▶ **Reading passage**:
[start]

Did the RAD err in selecting reasonableness as
the appropriate standard of intervention and in assessing only whether the
RPD’s findings were reasonable?
[23]
The main issue to be decided in this case is
whether the standard of review selected by the RAD was appropriate in the
circumstances, when adjudicating Mr. Ajaj’s appeal from the RPD’s decision.
This issue is clearly determinative in the present
matter.
[24]
There is no doubt that the RAD selected and
applied the standard of reasonableness to the RPD’s findings and that it did
not conduct its own independent assessment of the evidence in this case. I conclude that the RAD erred in deciding that its appellate
jurisdiction was confined to reviewing the RPD’s findings of mixed fact and law
under the standard of reasonableness. An appeal before the RAD cannot simply be
reduced to a judicial review controlling the legality of the decision, and the use
by the RAD of the standard for judicial review in assessing the RPD’s decision thus
constituted a reviewable error. The RAD also erred in
actually applying it to the RPD’s credibility findings while omitting to
conduct its own assessment of the factual evidence. This
is sufficient to set aside the RAD’s decision.

[end]

▶ **Requirement A**:
In the ruling above, which standard did the RAD select and apply to the RPD's findings?
▶ **Requirement B**:
Reproduce the part of the ruling that opens with the words containing "This issue is" and closes with "the RAD’s decision.".

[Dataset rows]

[start]

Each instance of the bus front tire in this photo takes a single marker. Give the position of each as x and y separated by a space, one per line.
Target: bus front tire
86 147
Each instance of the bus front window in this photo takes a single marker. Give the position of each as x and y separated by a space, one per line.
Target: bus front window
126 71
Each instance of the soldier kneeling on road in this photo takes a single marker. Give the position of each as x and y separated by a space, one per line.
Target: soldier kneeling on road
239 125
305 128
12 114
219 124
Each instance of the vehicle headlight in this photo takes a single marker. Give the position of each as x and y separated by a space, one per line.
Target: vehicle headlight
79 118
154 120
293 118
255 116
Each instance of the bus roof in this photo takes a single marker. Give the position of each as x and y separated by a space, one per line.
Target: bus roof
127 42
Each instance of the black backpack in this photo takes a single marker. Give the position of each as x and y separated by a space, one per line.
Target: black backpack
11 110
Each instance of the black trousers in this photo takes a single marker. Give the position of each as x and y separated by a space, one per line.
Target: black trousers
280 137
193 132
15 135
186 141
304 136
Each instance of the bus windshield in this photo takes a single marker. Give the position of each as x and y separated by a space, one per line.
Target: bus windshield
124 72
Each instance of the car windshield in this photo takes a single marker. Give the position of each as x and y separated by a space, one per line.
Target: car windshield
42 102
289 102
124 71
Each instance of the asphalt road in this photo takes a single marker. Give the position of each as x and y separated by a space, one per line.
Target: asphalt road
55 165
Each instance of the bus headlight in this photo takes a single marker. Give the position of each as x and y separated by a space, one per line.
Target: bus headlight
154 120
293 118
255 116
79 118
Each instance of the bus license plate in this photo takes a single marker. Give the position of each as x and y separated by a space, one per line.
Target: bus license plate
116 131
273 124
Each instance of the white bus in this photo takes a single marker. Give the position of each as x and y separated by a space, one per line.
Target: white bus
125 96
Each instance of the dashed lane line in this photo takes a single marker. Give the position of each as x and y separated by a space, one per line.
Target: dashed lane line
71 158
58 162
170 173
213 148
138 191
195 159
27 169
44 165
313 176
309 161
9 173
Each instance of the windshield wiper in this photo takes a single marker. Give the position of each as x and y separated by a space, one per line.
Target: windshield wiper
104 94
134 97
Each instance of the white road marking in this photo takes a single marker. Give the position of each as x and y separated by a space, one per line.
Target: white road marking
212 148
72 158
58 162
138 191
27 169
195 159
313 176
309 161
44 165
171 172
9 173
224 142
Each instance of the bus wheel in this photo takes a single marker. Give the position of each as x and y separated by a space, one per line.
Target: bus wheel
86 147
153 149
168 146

[end]

▶ **Result A**:
The standard of reasonableness.

▶ **Result B**:
This issue is clearly determinative in the present
matter.
[24]
There is no doubt that the RAD selected and
applied the standard of reasonableness to the RPD’s findings and that it did
not conduct its own independent assessment of the evidence in this case. I conclude that the RAD erred in deciding that its appellate
jurisdiction was confined to reviewing the RPD’s findings of mixed fact and law
under the standard of reasonableness. An appeal before the RAD cannot simply be
reduced to a judicial review controlling the legality of the decision, and the use
by the RAD of the standard for judicial review in assessing the RPD’s decision thus
constituted a reviewable error. The RAD also erred in
actually applying it to the RPD’s credibility findings while omitting to
conduct its own assessment of the factual evidence. This
is sufficient to set aside the RAD’s decision.